── Information given
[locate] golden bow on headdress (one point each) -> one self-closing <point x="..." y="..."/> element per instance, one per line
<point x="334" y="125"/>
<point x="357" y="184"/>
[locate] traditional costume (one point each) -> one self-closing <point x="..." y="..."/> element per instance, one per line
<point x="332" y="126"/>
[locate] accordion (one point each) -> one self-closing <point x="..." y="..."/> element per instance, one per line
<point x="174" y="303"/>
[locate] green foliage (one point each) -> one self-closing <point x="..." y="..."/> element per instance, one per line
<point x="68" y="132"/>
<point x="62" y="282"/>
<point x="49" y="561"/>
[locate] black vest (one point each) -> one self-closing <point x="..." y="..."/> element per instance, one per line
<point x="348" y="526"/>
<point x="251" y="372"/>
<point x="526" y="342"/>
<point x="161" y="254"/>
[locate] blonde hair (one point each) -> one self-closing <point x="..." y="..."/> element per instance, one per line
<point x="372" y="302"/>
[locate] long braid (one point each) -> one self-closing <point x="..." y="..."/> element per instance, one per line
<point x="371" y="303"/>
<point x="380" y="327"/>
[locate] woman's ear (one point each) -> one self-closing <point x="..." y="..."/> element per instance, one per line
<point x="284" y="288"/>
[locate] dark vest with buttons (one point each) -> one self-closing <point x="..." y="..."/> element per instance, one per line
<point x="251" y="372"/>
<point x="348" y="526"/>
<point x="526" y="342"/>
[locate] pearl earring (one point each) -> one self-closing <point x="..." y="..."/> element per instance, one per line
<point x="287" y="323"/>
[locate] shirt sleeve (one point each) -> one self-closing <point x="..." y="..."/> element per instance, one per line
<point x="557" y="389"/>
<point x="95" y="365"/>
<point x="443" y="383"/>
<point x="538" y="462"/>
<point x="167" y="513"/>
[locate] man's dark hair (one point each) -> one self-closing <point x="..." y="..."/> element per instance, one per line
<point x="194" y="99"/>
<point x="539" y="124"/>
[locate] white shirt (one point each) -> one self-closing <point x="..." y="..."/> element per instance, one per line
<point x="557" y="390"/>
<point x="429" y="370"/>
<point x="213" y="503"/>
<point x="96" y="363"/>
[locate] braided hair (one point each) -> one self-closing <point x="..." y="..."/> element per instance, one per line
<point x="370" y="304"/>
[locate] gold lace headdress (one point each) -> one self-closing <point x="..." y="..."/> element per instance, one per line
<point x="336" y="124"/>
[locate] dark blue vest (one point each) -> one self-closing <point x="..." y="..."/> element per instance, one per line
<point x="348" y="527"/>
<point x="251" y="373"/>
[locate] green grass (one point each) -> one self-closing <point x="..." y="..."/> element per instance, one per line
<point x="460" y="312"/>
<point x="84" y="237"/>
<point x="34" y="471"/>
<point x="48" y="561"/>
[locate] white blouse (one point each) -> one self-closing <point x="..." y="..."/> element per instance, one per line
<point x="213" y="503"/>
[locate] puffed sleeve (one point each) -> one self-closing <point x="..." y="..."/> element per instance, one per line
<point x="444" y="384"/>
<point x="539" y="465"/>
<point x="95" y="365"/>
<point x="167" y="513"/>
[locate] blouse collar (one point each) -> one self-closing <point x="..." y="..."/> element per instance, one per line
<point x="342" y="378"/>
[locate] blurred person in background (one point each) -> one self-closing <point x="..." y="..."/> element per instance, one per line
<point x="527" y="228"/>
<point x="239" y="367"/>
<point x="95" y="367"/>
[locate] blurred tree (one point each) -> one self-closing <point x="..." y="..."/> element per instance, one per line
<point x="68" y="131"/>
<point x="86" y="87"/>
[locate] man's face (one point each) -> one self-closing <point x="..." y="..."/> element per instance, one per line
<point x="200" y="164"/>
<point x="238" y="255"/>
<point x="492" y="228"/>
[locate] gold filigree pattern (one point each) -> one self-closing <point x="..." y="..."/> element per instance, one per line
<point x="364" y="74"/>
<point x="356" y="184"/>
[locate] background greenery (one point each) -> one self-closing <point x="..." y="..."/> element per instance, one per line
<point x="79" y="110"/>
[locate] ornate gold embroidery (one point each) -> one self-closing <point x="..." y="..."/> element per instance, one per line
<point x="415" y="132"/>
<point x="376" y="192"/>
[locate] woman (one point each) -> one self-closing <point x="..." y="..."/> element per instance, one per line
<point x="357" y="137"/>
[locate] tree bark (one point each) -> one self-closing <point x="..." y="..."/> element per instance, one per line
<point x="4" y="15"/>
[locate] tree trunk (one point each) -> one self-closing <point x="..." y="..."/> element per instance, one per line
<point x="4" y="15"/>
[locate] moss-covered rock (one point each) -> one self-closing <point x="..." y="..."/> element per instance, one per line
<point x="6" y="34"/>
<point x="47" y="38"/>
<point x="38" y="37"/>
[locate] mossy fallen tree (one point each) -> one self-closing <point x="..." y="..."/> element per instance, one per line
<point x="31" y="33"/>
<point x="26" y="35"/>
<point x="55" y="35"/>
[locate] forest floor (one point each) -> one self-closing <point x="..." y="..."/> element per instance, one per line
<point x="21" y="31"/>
────
• Your goal: Give the material above again, word for word.

• Output below:
[locate] golden bow on headdress (one point each) -> one self-closing <point x="..." y="..."/> element per instance, one per line
<point x="334" y="125"/>
<point x="357" y="184"/>
[locate] traditional costume (one point each) -> one self-closing <point x="..." y="..."/> element per instance, one per line
<point x="332" y="126"/>
[locate] accordion (one point each) -> one self-closing <point x="..." y="..."/> element per instance, one per line
<point x="174" y="303"/>
[locate] green foliage (one point each) -> one self-closing <point x="..." y="..."/> element per instance, one per line
<point x="68" y="132"/>
<point x="62" y="282"/>
<point x="49" y="561"/>
[locate] black vest (one point each) -> one self-closing <point x="..." y="..."/> element per instance, one per line
<point x="348" y="526"/>
<point x="251" y="372"/>
<point x="526" y="342"/>
<point x="161" y="254"/>
[locate] blonde hair (one point each) -> one self-closing <point x="..." y="..."/> element per instance, one per line
<point x="372" y="302"/>
[locate] long braid (one point each) -> one self-closing <point x="..." y="..."/> element per instance, one per line
<point x="371" y="303"/>
<point x="380" y="327"/>
[locate] woman's ear (one point each) -> one self-closing <point x="..." y="..."/> element per instance, one per line
<point x="284" y="288"/>
[locate] dark vest with buttons (one point each) -> one self-closing <point x="..." y="..."/> element per instance, one per line
<point x="251" y="372"/>
<point x="348" y="526"/>
<point x="526" y="342"/>
[locate] pearl earring (one point each) -> one self-closing <point x="..." y="..."/> element per instance, one per line
<point x="287" y="323"/>
[locate] shirt sleeve (one point each) -> one self-closing <point x="..." y="..."/> element per instance, one per line
<point x="557" y="389"/>
<point x="95" y="365"/>
<point x="443" y="383"/>
<point x="538" y="462"/>
<point x="167" y="513"/>
[locate] man's dark hair (one point each) -> one self-closing <point x="..." y="..."/> element per instance, one per line
<point x="194" y="99"/>
<point x="539" y="124"/>
[locate] white shirt (one point each) -> one self-closing <point x="..." y="..."/> element per instance, one per line
<point x="557" y="390"/>
<point x="429" y="370"/>
<point x="213" y="503"/>
<point x="96" y="363"/>
[locate] braided hair (one point each) -> one self-closing <point x="..." y="..."/> element per instance, one per line
<point x="370" y="304"/>
[locate] gold lace headdress (one point each) -> one self-closing <point x="..." y="..."/> element per instance, one per line
<point x="336" y="124"/>
[locate] dark blue vest (one point each) -> one self-closing <point x="..." y="..."/> element per instance, one per line
<point x="348" y="527"/>
<point x="251" y="373"/>
[locate] green grass (one point each) -> one self-closing <point x="..." y="..."/> element per instance, one per line
<point x="460" y="312"/>
<point x="84" y="237"/>
<point x="34" y="471"/>
<point x="48" y="561"/>
[locate] white blouse (one point each) -> one self-closing <point x="..." y="..."/> element per instance, one per line
<point x="213" y="503"/>
[locate] puffed sleeve (one point each) -> one self-closing <point x="..." y="..."/> element per instance, one per line
<point x="444" y="384"/>
<point x="539" y="465"/>
<point x="95" y="365"/>
<point x="167" y="513"/>
[locate] blouse collar (one point each) -> one self-closing <point x="..." y="..."/> element per instance, one per line
<point x="342" y="378"/>
[locate] blurred person in background (one point each) -> one self-closing <point x="..." y="..."/> element per instance, one per line
<point x="527" y="228"/>
<point x="239" y="367"/>
<point x="95" y="367"/>
[locate] blurred tree (one point each) -> one self-closing <point x="..." y="..."/> element per instance, one per line
<point x="68" y="131"/>
<point x="86" y="87"/>
[locate] man's face (one point each) -> one self-closing <point x="..." y="..."/> element per instance, one per line
<point x="200" y="164"/>
<point x="238" y="255"/>
<point x="492" y="228"/>
[locate] gold filigree pattern (one point each) -> one self-closing <point x="..." y="..."/> element per instance, one per line
<point x="364" y="74"/>
<point x="356" y="184"/>
[locate] background greenery (one point each) -> one self-closing <point x="..." y="..."/> element per instance, one per line
<point x="79" y="110"/>
[locate] ornate gold embroidery (one point each) -> one self-closing <point x="..." y="..."/> element per instance, one per line
<point x="415" y="132"/>
<point x="376" y="192"/>
[locate] woman (one point each) -> one self-closing <point x="..." y="..."/> element per instance, one per line
<point x="357" y="137"/>
[locate] tree bark (one point each) -> one self-closing <point x="..." y="..."/> element per instance, one per line
<point x="4" y="15"/>
[locate] tree trunk (one point each) -> one self-closing <point x="..." y="..."/> element per instance, one per line
<point x="4" y="15"/>
[locate] moss-covered rock (one point each) -> one self-closing <point x="..." y="..."/> element per instance, one per line
<point x="6" y="34"/>
<point x="47" y="38"/>
<point x="38" y="37"/>
[locate] mossy fallen tree (one point each) -> one self-closing <point x="..." y="..."/> element per instance, one per line
<point x="31" y="33"/>
<point x="26" y="35"/>
<point x="55" y="35"/>
[locate] forest floor (one point each) -> one self-closing <point x="..." y="..."/> element per instance, one per line
<point x="21" y="31"/>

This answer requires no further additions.